§ **YOUR OBJECTIVE**: Transcribe only what runs from the line including "Target: rope on boat" through the last line of the entries, exactly as it appears.

(Natural language region descriptions)
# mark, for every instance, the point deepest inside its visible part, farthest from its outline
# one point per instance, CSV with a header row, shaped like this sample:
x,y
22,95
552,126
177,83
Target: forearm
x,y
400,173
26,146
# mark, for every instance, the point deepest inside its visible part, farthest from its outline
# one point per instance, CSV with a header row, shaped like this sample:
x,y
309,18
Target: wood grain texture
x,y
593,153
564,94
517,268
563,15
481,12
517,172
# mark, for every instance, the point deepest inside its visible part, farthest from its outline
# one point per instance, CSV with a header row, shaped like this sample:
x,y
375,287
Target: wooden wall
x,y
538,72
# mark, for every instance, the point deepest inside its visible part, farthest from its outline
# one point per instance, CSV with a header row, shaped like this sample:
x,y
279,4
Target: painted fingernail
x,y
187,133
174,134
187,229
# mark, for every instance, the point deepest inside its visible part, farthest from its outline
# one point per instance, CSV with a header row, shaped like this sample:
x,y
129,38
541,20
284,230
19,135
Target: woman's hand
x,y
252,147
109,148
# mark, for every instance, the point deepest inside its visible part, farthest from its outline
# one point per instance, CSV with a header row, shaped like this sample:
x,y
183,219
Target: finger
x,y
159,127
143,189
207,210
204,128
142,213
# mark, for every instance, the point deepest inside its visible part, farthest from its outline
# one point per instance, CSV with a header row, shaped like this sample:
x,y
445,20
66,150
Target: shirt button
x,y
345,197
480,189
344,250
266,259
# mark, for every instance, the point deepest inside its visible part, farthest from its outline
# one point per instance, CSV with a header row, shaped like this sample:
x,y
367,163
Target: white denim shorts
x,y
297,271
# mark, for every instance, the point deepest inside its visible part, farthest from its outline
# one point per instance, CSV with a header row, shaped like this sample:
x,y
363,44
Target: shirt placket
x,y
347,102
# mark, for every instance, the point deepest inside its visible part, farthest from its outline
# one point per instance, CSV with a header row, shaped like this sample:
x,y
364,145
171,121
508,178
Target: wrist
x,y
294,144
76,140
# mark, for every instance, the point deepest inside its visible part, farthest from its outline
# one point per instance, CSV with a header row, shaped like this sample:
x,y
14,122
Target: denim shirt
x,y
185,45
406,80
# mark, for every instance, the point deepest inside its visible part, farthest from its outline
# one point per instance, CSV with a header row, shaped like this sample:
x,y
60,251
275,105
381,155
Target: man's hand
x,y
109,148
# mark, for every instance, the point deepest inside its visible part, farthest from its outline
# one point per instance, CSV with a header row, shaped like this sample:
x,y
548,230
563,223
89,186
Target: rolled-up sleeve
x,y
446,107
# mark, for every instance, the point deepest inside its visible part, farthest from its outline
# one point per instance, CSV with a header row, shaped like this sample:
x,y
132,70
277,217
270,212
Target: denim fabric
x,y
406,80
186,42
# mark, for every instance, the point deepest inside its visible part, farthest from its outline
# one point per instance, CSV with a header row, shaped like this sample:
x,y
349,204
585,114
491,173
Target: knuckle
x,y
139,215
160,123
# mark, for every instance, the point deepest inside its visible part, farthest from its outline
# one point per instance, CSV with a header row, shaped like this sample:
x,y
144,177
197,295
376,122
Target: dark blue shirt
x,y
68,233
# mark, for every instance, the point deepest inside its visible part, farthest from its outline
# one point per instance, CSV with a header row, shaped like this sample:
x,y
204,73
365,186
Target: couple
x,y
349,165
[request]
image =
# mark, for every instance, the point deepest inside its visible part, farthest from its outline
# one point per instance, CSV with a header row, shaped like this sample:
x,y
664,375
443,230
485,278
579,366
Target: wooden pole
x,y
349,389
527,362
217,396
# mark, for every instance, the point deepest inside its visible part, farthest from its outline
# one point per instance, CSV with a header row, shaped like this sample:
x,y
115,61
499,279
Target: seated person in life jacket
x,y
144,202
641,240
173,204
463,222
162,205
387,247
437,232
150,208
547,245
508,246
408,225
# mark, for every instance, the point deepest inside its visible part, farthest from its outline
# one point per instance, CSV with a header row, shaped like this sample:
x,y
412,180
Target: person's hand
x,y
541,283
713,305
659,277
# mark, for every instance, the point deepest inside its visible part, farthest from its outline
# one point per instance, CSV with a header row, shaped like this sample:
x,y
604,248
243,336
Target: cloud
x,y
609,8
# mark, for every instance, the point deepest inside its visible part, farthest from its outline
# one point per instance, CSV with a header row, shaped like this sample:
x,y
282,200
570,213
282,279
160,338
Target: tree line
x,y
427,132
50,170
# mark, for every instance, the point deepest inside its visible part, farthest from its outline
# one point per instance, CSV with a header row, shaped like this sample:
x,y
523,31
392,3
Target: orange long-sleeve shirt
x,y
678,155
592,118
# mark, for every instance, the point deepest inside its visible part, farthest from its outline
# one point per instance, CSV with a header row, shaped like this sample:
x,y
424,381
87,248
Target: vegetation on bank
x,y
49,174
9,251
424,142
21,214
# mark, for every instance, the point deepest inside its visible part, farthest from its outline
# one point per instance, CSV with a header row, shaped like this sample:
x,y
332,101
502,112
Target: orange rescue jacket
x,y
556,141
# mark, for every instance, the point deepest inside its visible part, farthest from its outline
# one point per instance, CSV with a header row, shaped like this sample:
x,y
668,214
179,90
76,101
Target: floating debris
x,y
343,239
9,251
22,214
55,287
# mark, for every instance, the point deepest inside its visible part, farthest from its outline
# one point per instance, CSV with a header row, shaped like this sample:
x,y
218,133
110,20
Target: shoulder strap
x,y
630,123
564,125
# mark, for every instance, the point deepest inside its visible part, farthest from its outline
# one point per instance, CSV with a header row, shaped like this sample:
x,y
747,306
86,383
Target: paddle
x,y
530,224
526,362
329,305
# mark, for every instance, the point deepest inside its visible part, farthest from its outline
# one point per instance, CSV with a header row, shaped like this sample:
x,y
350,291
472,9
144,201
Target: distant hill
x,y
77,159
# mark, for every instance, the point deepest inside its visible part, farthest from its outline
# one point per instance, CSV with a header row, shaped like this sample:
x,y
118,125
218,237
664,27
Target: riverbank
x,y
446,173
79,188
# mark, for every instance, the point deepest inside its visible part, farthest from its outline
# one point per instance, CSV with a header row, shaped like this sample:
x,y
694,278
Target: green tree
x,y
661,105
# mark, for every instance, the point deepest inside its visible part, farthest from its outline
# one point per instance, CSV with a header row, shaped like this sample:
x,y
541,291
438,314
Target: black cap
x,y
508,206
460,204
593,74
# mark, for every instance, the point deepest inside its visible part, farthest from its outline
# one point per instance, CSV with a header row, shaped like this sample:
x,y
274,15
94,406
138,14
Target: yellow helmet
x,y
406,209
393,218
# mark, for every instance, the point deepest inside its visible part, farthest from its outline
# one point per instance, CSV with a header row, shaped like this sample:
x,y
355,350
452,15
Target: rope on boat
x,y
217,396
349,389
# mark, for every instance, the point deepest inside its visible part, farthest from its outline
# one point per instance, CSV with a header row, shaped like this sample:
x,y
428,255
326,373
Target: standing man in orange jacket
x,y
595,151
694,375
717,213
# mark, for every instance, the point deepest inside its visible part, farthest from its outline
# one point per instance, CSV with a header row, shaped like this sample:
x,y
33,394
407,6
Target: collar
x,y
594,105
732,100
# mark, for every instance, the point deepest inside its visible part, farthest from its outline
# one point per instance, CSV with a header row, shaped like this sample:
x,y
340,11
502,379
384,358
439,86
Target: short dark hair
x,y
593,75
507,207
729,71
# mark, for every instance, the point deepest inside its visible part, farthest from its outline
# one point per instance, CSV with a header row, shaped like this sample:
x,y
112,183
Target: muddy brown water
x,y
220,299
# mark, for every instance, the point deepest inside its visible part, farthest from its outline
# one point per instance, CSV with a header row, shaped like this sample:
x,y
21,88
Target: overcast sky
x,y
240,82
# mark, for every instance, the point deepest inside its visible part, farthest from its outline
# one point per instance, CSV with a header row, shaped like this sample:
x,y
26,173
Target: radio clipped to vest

§ **ANSWER BOX**:
Target: rope on boat
x,y
217,396
349,389
# mark, for every instance, the point deepest inside its visible part, farthest from its outline
# one point per instance, CSV with a header row, shaped like this sample:
x,y
428,255
326,373
Target: standing man in orange jacket
x,y
595,151
694,375
717,213
# mark, for every instance, the point deepest inside its visible part, farthest from its outline
# one point per instance, CSV with a header row, shaped like this sample:
x,y
33,394
407,6
Target: collar
x,y
594,105
732,100
# mark, for every instance, the point deepest inside its visible part, farthest from its outline
# one point per instance, CSV with a header row, shaped like this sample:
x,y
340,11
502,379
384,358
439,86
Target: short dark hair
x,y
593,75
507,207
729,71
# mark, for every instance, the point deepest inside its visible part, farthest from its outline
# one point per instance, CSV with a header row, shaped like this sample:
x,y
112,183
Target: muddy brown water
x,y
220,299
# mark, for every instance, the point deepest inside its visible part, farthest from its outline
# one point per instance, CSV with a header row, shaped like this sample:
x,y
21,88
Target: overcast sky
x,y
240,82
# mark, for every instance, the point deepest inside its visible part, farthest from its outline
# one point per instance, CSV with a header row, shaped like this sample:
x,y
26,173
Target: radio clipped to vest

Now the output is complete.